**REQUIRED WORK**
Starting at the line that contains "A single point falls on each instance of the purple", copy each line through the end of the listing below. Include both ends and output nothing more.
── ENTRIES
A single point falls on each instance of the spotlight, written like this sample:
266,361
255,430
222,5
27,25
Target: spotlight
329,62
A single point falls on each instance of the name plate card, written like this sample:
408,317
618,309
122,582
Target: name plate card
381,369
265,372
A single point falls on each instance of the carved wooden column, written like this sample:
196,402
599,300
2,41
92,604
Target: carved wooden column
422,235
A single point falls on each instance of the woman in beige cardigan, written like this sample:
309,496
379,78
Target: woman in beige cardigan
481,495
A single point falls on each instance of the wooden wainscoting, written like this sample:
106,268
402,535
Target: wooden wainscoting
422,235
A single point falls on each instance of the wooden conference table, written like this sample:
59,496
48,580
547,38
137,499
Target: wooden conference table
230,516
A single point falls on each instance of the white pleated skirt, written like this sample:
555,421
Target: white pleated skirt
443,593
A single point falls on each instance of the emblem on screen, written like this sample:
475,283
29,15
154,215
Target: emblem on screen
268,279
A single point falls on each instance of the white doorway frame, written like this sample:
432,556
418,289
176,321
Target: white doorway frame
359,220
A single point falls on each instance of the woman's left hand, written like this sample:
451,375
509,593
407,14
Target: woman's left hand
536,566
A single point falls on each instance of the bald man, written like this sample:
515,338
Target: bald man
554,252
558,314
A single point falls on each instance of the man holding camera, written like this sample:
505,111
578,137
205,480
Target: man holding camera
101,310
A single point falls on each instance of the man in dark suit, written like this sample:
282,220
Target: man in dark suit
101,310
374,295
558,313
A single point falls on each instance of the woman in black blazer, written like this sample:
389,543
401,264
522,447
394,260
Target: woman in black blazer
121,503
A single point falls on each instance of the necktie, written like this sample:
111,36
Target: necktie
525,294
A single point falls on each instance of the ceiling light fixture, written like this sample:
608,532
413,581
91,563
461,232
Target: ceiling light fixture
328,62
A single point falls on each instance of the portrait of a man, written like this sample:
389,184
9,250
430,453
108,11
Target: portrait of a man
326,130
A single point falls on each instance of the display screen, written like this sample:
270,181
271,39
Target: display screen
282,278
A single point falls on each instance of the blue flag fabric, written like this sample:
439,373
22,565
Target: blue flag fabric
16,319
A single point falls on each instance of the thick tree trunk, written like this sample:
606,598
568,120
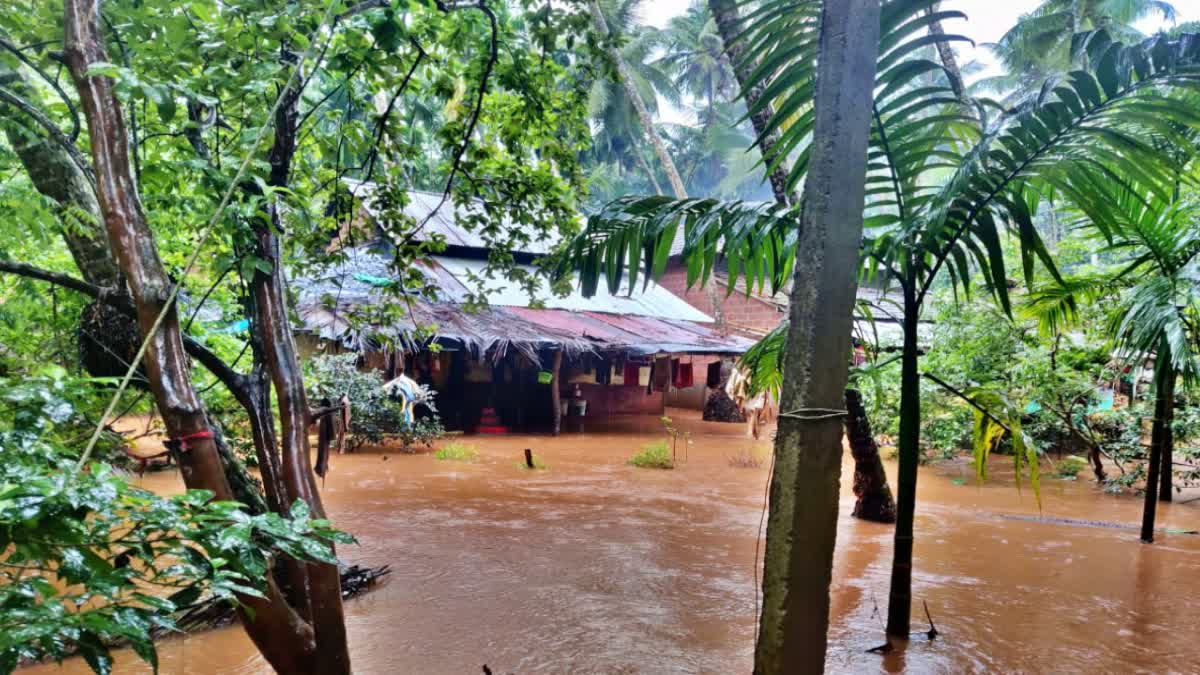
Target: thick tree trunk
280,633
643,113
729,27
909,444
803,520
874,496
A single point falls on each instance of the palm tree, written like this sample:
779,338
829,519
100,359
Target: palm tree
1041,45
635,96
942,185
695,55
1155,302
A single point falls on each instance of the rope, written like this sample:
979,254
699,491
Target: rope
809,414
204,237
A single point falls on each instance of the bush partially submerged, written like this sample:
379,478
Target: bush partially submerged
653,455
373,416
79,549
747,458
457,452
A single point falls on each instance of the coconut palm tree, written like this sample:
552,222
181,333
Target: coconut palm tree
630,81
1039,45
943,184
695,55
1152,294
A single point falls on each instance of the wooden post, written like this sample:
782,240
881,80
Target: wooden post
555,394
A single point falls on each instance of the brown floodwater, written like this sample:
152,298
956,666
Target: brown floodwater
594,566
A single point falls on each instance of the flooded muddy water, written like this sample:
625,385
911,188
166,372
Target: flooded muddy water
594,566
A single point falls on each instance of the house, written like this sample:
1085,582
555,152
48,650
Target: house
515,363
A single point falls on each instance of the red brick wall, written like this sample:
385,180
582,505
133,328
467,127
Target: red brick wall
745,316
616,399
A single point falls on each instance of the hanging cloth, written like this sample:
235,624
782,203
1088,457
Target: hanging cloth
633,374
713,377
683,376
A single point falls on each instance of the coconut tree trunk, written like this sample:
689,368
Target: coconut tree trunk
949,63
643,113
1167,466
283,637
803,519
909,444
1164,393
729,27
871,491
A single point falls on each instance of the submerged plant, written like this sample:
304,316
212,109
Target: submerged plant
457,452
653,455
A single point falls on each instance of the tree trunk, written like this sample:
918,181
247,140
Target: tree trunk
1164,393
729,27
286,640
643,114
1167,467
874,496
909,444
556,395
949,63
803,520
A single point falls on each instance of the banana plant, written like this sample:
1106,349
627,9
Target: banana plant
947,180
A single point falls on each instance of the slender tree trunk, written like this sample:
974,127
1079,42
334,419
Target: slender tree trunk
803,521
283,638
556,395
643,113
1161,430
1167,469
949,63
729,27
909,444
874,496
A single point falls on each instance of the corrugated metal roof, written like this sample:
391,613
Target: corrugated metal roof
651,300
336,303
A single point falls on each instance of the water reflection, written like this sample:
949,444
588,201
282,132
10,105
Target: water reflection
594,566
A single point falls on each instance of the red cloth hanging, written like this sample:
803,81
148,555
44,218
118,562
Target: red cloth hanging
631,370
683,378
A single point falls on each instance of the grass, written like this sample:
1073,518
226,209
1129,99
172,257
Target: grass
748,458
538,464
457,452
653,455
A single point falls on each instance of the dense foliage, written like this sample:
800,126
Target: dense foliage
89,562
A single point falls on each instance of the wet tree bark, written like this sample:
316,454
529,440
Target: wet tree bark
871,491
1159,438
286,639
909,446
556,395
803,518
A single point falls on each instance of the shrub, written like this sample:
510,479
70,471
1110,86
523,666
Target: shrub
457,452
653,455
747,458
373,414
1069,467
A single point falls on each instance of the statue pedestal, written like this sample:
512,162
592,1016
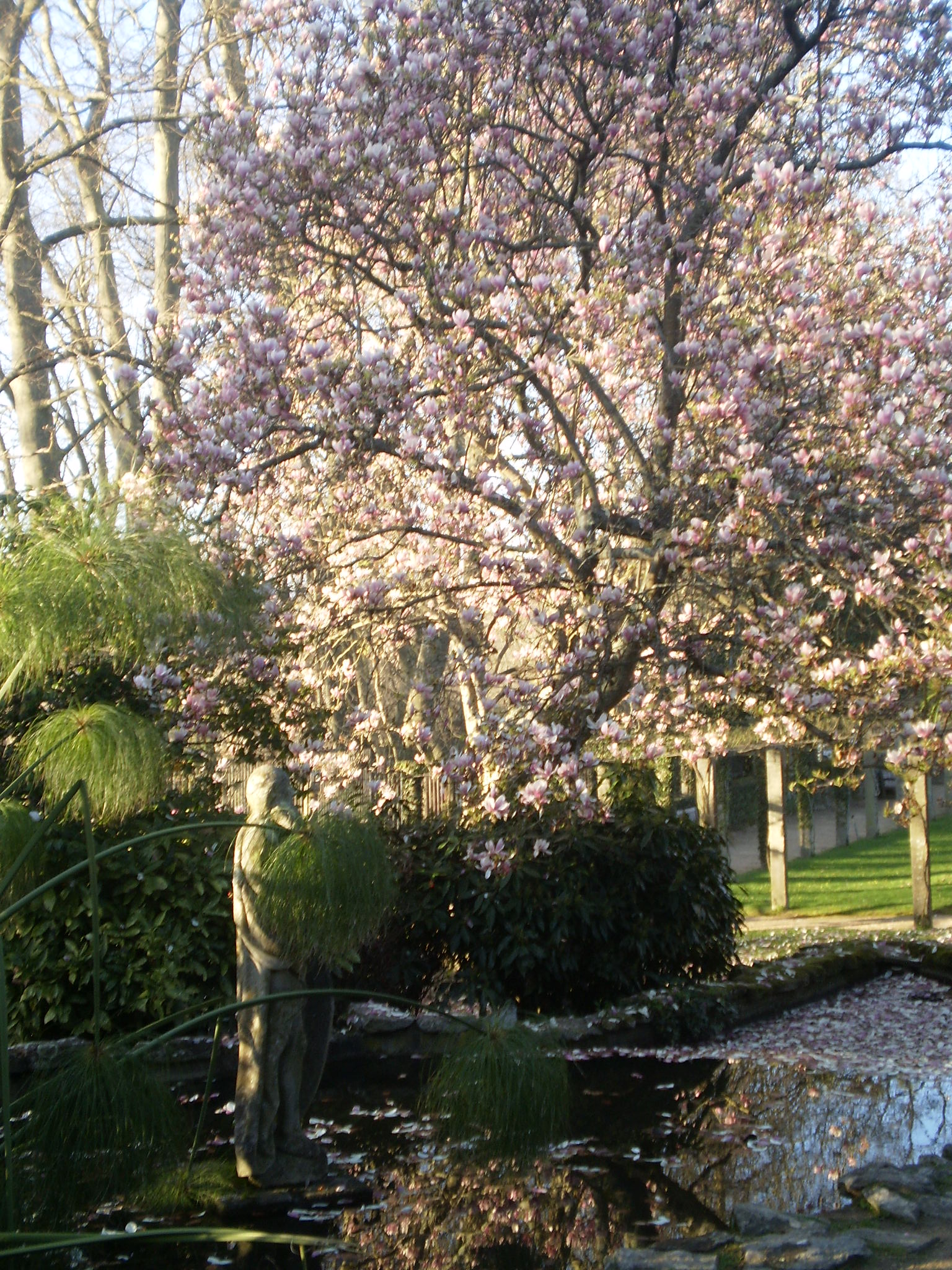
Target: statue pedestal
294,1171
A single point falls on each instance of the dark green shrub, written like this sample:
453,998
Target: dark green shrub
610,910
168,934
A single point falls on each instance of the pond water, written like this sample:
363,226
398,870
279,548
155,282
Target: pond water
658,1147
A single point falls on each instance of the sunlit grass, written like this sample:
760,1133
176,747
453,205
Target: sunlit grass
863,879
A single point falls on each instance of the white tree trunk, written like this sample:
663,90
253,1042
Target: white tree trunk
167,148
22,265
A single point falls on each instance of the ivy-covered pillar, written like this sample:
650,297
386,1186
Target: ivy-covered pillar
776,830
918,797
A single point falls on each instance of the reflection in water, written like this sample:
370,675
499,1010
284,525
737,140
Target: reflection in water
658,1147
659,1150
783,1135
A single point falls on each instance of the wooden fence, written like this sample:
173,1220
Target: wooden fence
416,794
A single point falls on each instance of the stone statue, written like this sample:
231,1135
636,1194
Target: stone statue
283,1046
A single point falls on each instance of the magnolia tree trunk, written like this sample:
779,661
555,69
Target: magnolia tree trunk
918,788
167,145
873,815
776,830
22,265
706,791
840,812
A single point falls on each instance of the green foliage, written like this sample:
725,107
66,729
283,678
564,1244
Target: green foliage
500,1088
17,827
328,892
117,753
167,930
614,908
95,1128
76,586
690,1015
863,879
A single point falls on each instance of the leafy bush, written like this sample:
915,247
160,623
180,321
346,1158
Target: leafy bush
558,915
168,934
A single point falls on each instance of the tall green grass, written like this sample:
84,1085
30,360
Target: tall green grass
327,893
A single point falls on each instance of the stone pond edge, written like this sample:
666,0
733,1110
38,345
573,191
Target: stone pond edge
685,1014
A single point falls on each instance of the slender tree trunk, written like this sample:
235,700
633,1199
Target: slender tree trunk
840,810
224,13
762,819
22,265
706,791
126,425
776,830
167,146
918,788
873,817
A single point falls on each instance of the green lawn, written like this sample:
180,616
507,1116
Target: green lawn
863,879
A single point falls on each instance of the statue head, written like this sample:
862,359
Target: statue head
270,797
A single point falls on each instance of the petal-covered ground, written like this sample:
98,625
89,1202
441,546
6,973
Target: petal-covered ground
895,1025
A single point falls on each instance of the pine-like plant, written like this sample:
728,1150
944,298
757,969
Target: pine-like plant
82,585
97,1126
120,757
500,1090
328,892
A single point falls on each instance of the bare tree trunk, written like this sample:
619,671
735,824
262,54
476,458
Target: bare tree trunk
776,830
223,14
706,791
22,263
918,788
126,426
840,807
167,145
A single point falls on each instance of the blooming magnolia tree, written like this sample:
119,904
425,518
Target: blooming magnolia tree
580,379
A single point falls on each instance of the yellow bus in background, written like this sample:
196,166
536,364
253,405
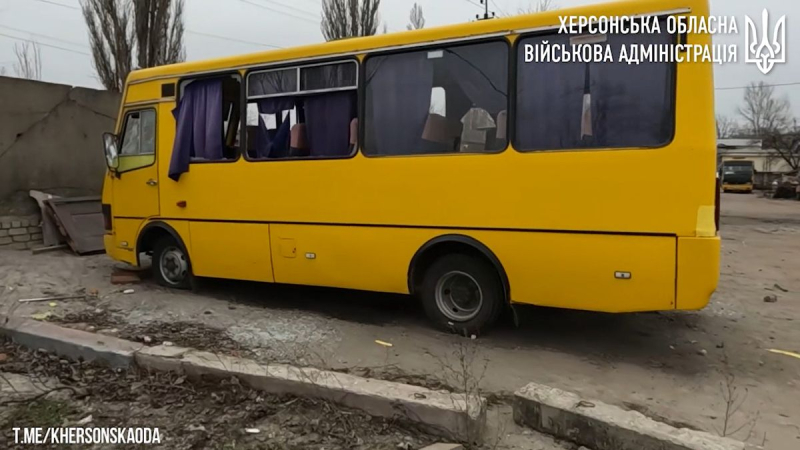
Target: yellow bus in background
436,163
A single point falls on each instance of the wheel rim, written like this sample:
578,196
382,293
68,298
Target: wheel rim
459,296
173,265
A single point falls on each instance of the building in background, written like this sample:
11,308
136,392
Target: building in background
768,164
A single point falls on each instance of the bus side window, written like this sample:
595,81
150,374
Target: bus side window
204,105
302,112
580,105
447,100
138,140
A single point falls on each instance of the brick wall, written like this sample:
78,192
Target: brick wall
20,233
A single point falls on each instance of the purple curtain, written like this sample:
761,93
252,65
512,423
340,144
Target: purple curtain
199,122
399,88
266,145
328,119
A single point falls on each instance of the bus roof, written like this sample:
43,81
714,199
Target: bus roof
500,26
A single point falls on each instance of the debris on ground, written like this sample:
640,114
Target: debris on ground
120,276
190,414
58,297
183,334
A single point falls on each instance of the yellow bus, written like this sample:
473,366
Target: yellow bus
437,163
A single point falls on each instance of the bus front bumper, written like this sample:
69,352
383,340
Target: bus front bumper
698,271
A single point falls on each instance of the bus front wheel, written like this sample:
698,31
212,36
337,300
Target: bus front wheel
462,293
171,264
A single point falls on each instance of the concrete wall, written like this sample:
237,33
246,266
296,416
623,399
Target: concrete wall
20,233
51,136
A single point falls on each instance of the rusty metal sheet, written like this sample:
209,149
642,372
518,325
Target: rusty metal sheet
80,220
────
**SOLUTION TO THIS TASK**
A single point falls on each instance of the purple curtain, written like this sample:
761,93
252,65
512,423
340,144
Target: purple curtain
199,122
399,88
266,145
328,119
A single point falls on each instance of the bus roof, written like this sample:
43,81
714,199
Target: bus roof
500,26
A single point falls on each instance of the debris on ground, written like this sample:
640,114
Target: debris on ground
120,276
190,414
58,297
183,334
A single point falls on each instance of the yellow bus, written like this sample:
473,366
Target: yellow bus
437,163
A single point falls on each instance of the bus front bumper, written like this sample:
69,352
383,340
Target: bus front bumper
698,271
A single point falls on each instance of the bus front wheel, written like this sample:
698,31
212,36
337,300
Target: bus front wheel
462,293
171,264
A single point falls on each instance of the concrete wall, written like this sample:
237,33
246,266
296,416
623,399
Target: concrete wall
20,233
51,136
A single point falls on each instance of the rusty metal sheet, written like this sample:
209,149
642,372
518,325
Target: rusty metal sheet
80,220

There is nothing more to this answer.